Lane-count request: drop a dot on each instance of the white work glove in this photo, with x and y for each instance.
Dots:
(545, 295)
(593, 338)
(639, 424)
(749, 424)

ASSIGNMENT:
Once more, write out the entries exactly as they were written.

TASK OUTPUT:
Lane-count request: drop a dot on each instance of the white work glove in this photo, with x and y for each instance.
Dots:
(545, 295)
(593, 338)
(639, 424)
(749, 424)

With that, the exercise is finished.